Written task: Reproduce exactly the lines below, starting with the line that contains "query | spot the concrete floor" and ending with the last line of the records, both included, and nothing else.

Source material:
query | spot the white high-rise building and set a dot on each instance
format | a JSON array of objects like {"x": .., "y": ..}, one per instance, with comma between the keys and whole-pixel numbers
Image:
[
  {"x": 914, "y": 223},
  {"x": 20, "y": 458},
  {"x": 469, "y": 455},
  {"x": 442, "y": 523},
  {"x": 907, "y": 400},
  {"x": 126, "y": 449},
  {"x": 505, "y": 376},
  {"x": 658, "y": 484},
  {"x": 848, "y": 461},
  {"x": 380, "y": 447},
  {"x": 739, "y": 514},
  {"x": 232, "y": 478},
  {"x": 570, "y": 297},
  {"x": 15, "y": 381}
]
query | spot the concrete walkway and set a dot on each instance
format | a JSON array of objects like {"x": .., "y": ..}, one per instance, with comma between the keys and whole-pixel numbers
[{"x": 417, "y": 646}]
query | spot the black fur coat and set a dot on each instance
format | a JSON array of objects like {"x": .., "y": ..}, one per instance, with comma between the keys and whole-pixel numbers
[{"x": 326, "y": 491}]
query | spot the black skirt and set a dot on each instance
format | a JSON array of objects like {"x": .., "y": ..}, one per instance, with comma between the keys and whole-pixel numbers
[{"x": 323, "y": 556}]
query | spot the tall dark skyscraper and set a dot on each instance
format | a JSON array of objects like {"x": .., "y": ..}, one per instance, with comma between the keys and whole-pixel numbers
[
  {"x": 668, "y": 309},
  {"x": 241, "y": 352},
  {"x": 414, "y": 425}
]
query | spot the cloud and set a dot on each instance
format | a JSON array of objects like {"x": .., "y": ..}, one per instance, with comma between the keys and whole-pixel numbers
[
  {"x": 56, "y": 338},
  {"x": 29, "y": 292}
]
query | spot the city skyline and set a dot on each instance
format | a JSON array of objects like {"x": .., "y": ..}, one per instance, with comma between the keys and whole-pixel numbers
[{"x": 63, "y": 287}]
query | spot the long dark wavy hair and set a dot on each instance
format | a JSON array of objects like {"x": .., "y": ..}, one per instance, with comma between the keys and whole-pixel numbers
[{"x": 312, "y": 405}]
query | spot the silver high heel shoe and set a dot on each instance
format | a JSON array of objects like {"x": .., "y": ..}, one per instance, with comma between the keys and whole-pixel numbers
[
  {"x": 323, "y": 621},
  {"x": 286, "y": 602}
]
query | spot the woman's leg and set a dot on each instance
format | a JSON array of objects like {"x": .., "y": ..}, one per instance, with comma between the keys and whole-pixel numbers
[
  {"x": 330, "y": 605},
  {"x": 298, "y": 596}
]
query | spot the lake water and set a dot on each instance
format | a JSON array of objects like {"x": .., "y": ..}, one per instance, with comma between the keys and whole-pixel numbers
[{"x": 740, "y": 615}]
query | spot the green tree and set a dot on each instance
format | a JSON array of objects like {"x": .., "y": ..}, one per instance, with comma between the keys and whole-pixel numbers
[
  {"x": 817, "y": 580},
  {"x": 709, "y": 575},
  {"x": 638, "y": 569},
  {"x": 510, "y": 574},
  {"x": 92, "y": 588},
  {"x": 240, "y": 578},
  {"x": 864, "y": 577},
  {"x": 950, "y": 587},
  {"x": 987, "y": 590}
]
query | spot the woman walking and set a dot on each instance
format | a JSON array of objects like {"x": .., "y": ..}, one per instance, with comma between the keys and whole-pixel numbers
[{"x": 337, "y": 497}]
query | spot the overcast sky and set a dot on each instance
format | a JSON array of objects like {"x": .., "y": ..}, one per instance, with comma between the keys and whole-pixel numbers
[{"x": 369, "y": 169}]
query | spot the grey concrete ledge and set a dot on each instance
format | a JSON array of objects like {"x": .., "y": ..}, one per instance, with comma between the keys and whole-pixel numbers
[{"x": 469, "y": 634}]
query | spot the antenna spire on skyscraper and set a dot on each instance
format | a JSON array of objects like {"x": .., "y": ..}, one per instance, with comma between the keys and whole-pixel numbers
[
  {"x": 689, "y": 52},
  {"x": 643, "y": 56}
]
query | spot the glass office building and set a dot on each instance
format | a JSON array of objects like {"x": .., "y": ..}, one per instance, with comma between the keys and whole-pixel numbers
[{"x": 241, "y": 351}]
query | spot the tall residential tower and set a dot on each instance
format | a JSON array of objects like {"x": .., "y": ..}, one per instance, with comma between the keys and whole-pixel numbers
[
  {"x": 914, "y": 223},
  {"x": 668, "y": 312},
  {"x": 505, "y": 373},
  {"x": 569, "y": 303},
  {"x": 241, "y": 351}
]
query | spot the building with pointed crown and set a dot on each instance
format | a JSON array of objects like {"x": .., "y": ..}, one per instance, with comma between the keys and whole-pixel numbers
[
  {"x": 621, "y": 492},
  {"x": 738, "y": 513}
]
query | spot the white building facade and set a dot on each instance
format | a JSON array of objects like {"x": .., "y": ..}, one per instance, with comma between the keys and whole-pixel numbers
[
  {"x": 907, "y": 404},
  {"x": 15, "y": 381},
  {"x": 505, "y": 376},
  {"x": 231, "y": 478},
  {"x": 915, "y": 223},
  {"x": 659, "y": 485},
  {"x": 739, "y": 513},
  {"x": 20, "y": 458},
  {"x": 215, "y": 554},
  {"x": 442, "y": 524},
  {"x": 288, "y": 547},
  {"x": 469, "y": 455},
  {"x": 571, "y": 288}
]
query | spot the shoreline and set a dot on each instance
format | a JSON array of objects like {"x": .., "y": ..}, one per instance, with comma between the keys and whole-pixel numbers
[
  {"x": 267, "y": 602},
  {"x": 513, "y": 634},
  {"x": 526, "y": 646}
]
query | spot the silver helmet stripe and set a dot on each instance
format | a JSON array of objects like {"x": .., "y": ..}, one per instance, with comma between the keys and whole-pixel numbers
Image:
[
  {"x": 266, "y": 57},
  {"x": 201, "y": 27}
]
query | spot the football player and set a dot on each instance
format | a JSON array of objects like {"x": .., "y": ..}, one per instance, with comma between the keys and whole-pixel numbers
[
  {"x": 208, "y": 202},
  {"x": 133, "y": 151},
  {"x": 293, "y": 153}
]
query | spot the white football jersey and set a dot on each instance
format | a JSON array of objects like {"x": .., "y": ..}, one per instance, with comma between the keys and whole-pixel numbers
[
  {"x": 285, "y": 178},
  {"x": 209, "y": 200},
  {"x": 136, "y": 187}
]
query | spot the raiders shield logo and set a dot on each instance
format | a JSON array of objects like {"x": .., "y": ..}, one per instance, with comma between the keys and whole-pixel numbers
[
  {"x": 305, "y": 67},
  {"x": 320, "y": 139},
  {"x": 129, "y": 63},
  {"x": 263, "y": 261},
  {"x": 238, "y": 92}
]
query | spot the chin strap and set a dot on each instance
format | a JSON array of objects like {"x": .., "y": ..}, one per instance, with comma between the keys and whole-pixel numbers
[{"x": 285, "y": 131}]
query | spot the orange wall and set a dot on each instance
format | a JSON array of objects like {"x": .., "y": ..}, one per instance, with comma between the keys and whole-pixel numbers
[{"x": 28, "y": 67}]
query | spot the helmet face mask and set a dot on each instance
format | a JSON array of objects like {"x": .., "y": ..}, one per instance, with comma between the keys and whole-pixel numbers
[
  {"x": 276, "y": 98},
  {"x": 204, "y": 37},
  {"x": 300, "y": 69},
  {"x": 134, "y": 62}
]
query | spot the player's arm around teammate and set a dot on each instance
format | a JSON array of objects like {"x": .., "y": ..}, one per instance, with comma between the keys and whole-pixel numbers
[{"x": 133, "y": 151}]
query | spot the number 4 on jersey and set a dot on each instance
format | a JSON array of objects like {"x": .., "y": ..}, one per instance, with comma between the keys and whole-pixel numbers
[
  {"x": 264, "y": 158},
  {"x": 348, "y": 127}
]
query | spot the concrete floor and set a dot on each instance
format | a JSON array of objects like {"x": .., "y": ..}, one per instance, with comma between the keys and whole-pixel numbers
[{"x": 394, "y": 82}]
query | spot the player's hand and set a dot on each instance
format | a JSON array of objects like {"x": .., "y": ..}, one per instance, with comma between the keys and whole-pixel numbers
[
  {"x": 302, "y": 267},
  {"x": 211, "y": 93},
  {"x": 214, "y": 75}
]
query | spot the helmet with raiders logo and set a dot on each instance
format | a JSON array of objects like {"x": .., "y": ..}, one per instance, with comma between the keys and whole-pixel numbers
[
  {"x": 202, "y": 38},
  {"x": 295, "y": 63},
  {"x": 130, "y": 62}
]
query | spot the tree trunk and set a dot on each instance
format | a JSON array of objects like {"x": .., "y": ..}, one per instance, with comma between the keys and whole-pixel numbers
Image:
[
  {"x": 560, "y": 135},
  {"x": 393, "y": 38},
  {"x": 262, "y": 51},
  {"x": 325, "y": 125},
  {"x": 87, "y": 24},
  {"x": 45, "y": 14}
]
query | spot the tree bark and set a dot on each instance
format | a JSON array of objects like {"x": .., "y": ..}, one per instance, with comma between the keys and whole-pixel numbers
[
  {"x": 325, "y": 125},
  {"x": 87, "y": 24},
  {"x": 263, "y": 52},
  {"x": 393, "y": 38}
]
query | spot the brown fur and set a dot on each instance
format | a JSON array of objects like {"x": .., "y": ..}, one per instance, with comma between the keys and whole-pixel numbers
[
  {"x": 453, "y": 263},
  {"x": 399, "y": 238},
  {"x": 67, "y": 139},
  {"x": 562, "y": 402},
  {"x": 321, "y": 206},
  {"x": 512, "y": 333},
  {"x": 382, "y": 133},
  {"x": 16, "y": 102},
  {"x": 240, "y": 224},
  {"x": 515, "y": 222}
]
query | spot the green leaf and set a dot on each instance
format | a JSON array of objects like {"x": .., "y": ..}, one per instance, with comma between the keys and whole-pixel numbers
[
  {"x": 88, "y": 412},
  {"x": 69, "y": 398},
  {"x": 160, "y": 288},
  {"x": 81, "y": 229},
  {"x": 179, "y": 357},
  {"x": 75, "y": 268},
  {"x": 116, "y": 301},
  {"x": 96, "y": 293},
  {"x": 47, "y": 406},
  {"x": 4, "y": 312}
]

Worked answer:
query | spot the concrete floor and set a dot on each instance
format | a JSON array of objects like {"x": .., "y": ..}, one per instance, with comma between the keys and whole-pixel numbers
[{"x": 394, "y": 82}]
query | spot the player's hand and set a dot on each instance
format | a JSON array of objects like {"x": .., "y": ..}, one per instance, with comma between the keys and whole-pixel numbers
[
  {"x": 302, "y": 267},
  {"x": 211, "y": 93},
  {"x": 214, "y": 75}
]
query | spot the helmet with raiders logo and set a dot on each instance
format | a JSON array of objects like {"x": .., "y": ..}, one per instance, with comma between the keys and whole-pixel numbers
[
  {"x": 202, "y": 38},
  {"x": 295, "y": 63},
  {"x": 130, "y": 62}
]
query | spot the tree trunk and set a dot on each instance
format | a JSON array of objects like {"x": .., "y": ..}, one per instance, with comma between the keys and whole-pixel numbers
Image:
[
  {"x": 560, "y": 135},
  {"x": 393, "y": 38},
  {"x": 262, "y": 51},
  {"x": 325, "y": 125},
  {"x": 87, "y": 24},
  {"x": 45, "y": 14}
]
query | spot the tree bark and set a dot on each instance
format | a JSON array of objects like {"x": .., "y": ..}, one per instance, with comma between the keys and whole-pixel numbers
[
  {"x": 325, "y": 125},
  {"x": 87, "y": 24},
  {"x": 263, "y": 52},
  {"x": 393, "y": 38}
]
query | spot the brown fur and set a dot on each instance
format | a JSON array of objects like {"x": .., "y": ..}, one per instance, with comma between the keys and whole-pixel numbers
[
  {"x": 453, "y": 263},
  {"x": 399, "y": 238},
  {"x": 67, "y": 139},
  {"x": 562, "y": 402},
  {"x": 321, "y": 206},
  {"x": 512, "y": 333},
  {"x": 382, "y": 133},
  {"x": 16, "y": 102},
  {"x": 240, "y": 224},
  {"x": 515, "y": 222}
]
query | spot the green leaf and set a dot on each instance
format | a JSON array of objects like {"x": .., "y": ..}, one per instance, with comma between the keys and whole-pixel numbers
[
  {"x": 88, "y": 412},
  {"x": 69, "y": 398},
  {"x": 160, "y": 288},
  {"x": 81, "y": 229},
  {"x": 179, "y": 357},
  {"x": 75, "y": 268},
  {"x": 116, "y": 301},
  {"x": 96, "y": 293},
  {"x": 47, "y": 406},
  {"x": 4, "y": 312}
]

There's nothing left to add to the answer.